(Some records)
▼▼▼

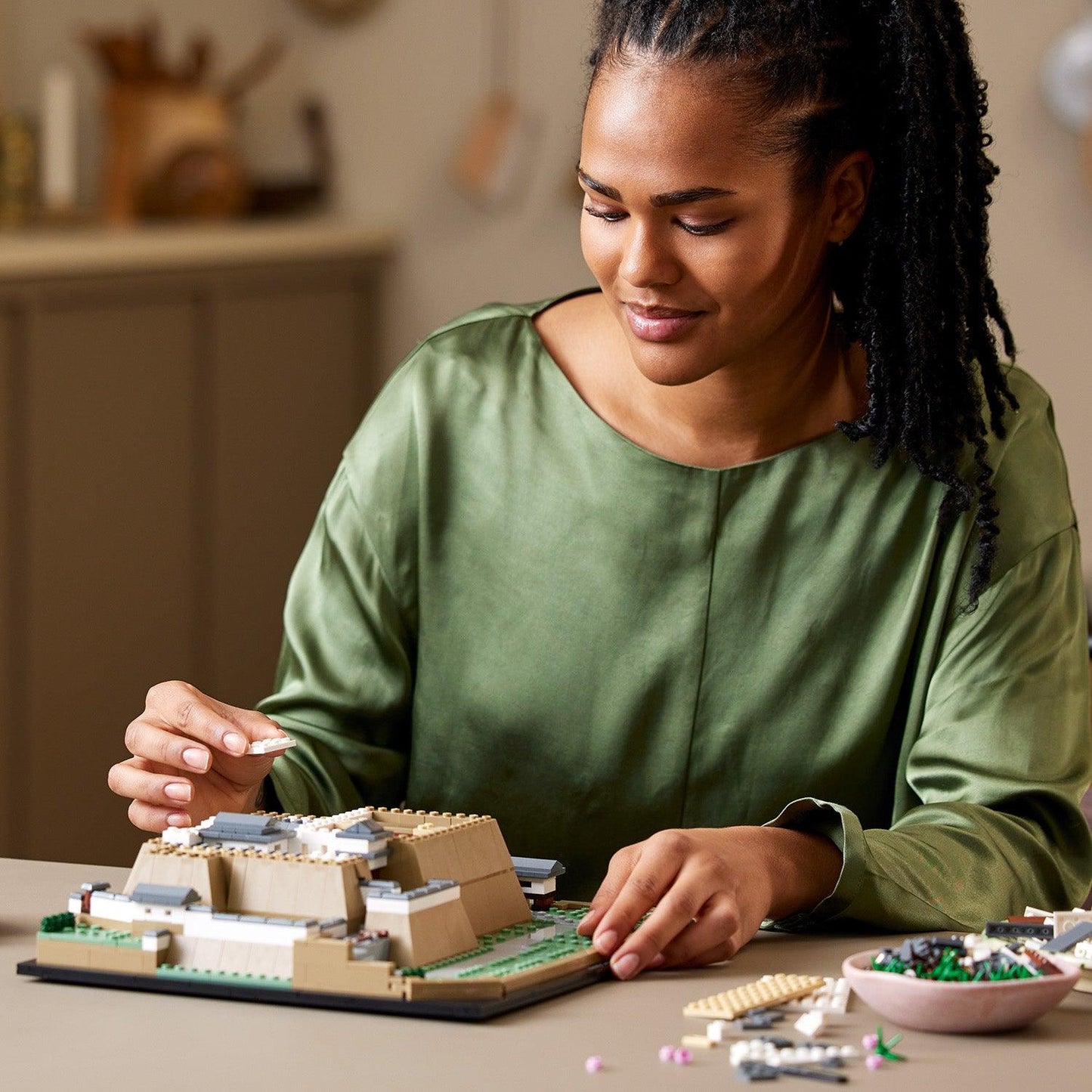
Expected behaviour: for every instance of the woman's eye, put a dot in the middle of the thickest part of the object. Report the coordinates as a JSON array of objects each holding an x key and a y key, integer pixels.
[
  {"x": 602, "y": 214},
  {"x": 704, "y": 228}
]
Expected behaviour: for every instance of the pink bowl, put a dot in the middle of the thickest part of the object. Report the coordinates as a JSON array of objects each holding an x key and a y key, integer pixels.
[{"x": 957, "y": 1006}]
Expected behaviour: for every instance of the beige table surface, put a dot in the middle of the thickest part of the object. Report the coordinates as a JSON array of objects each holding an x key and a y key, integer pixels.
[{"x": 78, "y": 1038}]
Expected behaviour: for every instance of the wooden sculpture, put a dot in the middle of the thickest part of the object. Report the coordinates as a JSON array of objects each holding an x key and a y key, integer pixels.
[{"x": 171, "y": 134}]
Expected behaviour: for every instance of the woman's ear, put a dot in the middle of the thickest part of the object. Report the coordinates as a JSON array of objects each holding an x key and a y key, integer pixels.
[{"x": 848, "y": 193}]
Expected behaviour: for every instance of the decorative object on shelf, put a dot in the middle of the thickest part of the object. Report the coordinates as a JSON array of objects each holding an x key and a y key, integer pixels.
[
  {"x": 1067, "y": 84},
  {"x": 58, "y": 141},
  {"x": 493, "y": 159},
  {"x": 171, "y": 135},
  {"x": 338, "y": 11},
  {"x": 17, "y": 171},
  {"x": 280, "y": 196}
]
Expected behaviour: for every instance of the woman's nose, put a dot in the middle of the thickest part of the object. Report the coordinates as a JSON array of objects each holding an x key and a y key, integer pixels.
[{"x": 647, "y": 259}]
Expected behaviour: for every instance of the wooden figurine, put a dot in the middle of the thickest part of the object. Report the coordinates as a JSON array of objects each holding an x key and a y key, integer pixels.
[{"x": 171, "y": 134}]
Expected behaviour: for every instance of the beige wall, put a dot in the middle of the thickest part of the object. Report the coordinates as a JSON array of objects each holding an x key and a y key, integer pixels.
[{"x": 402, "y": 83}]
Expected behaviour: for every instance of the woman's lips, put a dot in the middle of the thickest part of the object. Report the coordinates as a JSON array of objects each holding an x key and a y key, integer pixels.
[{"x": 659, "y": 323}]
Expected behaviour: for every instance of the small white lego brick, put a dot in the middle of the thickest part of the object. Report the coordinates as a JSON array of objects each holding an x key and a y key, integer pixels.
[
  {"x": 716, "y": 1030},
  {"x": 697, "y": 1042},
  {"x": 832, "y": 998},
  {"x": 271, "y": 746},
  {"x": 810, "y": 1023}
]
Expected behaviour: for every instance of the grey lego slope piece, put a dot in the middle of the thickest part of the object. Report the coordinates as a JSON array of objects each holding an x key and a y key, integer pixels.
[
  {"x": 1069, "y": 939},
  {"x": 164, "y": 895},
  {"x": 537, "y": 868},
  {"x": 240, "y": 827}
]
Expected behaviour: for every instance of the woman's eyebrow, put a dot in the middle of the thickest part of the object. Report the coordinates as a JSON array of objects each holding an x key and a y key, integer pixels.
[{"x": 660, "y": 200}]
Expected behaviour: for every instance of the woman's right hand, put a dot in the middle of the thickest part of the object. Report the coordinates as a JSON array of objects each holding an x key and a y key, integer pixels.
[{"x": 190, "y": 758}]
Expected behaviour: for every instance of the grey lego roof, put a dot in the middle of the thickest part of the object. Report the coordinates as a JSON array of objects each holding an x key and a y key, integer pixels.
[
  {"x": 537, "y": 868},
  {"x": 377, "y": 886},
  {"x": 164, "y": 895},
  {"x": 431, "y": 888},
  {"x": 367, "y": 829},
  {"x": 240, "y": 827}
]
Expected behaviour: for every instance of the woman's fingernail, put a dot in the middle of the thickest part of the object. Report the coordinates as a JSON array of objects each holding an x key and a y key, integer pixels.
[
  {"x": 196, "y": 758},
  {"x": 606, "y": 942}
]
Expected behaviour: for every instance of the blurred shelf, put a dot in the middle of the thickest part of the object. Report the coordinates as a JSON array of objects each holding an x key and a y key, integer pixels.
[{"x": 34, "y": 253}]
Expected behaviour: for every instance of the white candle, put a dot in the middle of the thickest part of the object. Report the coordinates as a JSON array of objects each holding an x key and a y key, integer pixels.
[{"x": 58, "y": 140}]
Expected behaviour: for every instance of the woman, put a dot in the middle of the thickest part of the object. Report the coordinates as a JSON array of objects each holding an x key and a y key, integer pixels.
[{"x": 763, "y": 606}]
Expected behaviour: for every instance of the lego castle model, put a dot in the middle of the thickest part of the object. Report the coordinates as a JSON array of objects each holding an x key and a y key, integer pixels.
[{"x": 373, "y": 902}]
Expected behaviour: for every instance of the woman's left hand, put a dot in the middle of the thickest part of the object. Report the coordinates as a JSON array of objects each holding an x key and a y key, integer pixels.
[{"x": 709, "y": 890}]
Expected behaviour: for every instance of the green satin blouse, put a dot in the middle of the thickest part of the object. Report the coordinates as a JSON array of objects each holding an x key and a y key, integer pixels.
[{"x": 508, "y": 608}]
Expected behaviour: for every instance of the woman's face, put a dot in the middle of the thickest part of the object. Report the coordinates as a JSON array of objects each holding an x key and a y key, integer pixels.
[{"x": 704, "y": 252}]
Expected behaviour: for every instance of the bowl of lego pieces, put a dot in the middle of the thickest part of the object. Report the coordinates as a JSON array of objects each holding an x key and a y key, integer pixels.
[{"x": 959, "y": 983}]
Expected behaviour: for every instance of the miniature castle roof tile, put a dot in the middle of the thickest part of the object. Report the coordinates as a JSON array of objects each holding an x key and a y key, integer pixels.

▲▲▲

* _YOUR TASK_: All of the material above is to be copied exactly, except for its images.

* _COMPLETED EXERCISE_:
Expected behaviour: for every instance of the woman's eye, put a dot in the middle of the thickest part of the object. Report the coordinates as a JSON array of objects each holding an x key and a y key, integer pixels.
[
  {"x": 602, "y": 214},
  {"x": 704, "y": 228}
]
Expected behaviour: for every instance of the pink bowl, put a dot in the middle of the thickest part of the object. Report the coordinates as a JSON array of objects each holding an x key and a y key, integer pixels.
[{"x": 957, "y": 1006}]
Expected behaviour: for every instance of the beige table surface, put a dot in the middle of the thickest part of the object. Report the coordinates as a JSON array of objects each holding an x key and a y key, integer pixels.
[{"x": 78, "y": 1038}]
Expected behaviour: for every instance of the wooden sculpture, put a dot in the middle of the thickest part of the object. Report the coordinates as a JSON array of objects each holding an x key and a y key, integer pixels.
[{"x": 171, "y": 134}]
Expected behaviour: for every instance of the woman's ear, put a dot in the middle of the thickest part of the object. Report the coordinates as a JSON array of objects each holding an x key and a y key, integer pixels.
[{"x": 848, "y": 193}]
Expected behaviour: for every instance of the decorative object on shelf, put a dot in the middle of the thickest part of the object. Report the coordinates as a JSON array of objects each holding an x key and a y key, integer pixels.
[
  {"x": 1067, "y": 84},
  {"x": 58, "y": 141},
  {"x": 493, "y": 159},
  {"x": 171, "y": 135},
  {"x": 338, "y": 11},
  {"x": 17, "y": 171},
  {"x": 280, "y": 196}
]
Expected behaviour: for every instance of the woman's nose, put a dot in the middle of the thickest part of the object. Report the coordinates as a JSON array of objects each holding an x key and a y key, integer pixels.
[{"x": 647, "y": 259}]
Expected behaviour: for every instance of the wooden figurine, put a dot in the middle of the thickest part of the object. Report the coordinates as a JSON array of objects each holding an x key and a y key, integer pixels.
[{"x": 171, "y": 134}]
Expected behaviour: for every instance of the beige wall, put a dot in the middle of the thickest part of the object. Report the coordinates as a JSON array of objects each holding an x key and a y key, integer pixels.
[{"x": 402, "y": 83}]
Expected behaviour: for every instance of the woman's lips, put a dot in the middle of the thickest part of the object. Report the coordinates as a JSON array of objects each holding an x key and a y key, integer pixels.
[{"x": 659, "y": 323}]
Expected behaviour: for every instance of the small white lego brick, put a dot in the middle of the thickest part of the object. Report the coordinates as a JSON array of objects each holding an x key and a y key, integer pixels.
[
  {"x": 716, "y": 1030},
  {"x": 697, "y": 1042},
  {"x": 832, "y": 998},
  {"x": 271, "y": 746},
  {"x": 810, "y": 1023}
]
Expected behaviour: for every instance of the grey lego slope piece, put a dot in the middle of the thickest part of the object. Report the coordinates as a JSON array of objects each holding an x key and a y key, integer pixels.
[
  {"x": 1069, "y": 939},
  {"x": 164, "y": 895},
  {"x": 537, "y": 868},
  {"x": 240, "y": 827}
]
Expected behaviour: for every instance of the woman's eyebrow, put a dot in the middle of the thickest part of the object. Report the coordinates as a JSON array of objects each holding an x key and a y key, integer pixels.
[{"x": 660, "y": 200}]
Expected behaviour: for every instance of the woman's right hand, put a dot in the middle of the thickest part of the object. Report the coordinates as a JSON array of objects each holding an x key and a y key, integer pixels.
[{"x": 190, "y": 758}]
Expected behaviour: for every instance of the grey lego roof, put a dot in the middle of the thickest part of the object. Report the coordinates as a JSON array of objects each holding an x key and a y key, integer pixels.
[
  {"x": 537, "y": 868},
  {"x": 377, "y": 886},
  {"x": 164, "y": 895},
  {"x": 431, "y": 888},
  {"x": 367, "y": 829},
  {"x": 240, "y": 827}
]
Expected behaviour: for every instance of the woman's fingernail, put a dot in the middle of the thickest part of the object. Report the coordinates as a JSON array of objects each holding an x key and a y key, integer pixels.
[
  {"x": 196, "y": 758},
  {"x": 606, "y": 942}
]
Expected behaviour: for every instance of the blurred shelf, put a dot in the middle of the thickest part of the object. Report the coordinates as a JSON array of objects each holding an x key and a y key, integer pixels.
[{"x": 34, "y": 253}]
Expected behaviour: for every instance of the white candle, put a dot in the middle of the thickest part of the object. Report the coordinates as a JSON array of objects each holding an x key and a y key, integer pixels.
[{"x": 58, "y": 140}]
Expected behaviour: for every instance of the woman, put a dot in the middle of the thickest part of the object. Report the coordinates as a JSON array of objects each holding an x key and a y key, integer pixels.
[{"x": 763, "y": 606}]
Expected behaviour: for every instance of the lego castle model, put a dot in the middle of the thickest part of the object. Report the coordinates as a JSON array of objects each holding an x key and a y key, integer pixels.
[{"x": 373, "y": 902}]
Expected behaviour: for every instance of the woman's left hand, put a dot in the middle of the thickest part of the object. Report the coordinates as a JSON array of objects each holding an x key and a y key, integer pixels.
[{"x": 709, "y": 890}]
Expected behaviour: for every instance of the green satin blouse, put a dot in the middle of the thickest part of the object. Report the coordinates as a JSON array of objects each holding an x key and a y key, integer pixels.
[{"x": 508, "y": 608}]
Expected behaviour: for every instance of the woman's face, put a dot in the middle of the thickest part of the object. Report the coordinates as a JSON array of objects each holding an x key and a y key, integer pixels.
[{"x": 704, "y": 252}]
Expected behaviour: for every instance of the bowl of lego pieces, put a dot in the middle of the thickest part of the object. Report the coordinates as a JSON array of objects each holding an x key and a y key, integer pixels.
[{"x": 959, "y": 983}]
Expected behaviour: for every instance of the miniature castle roof tile, put a dot in the middle of the thickest part of the object. Report the coordinates as a JSON array of objects each holding an x key and a y key, integer pixels.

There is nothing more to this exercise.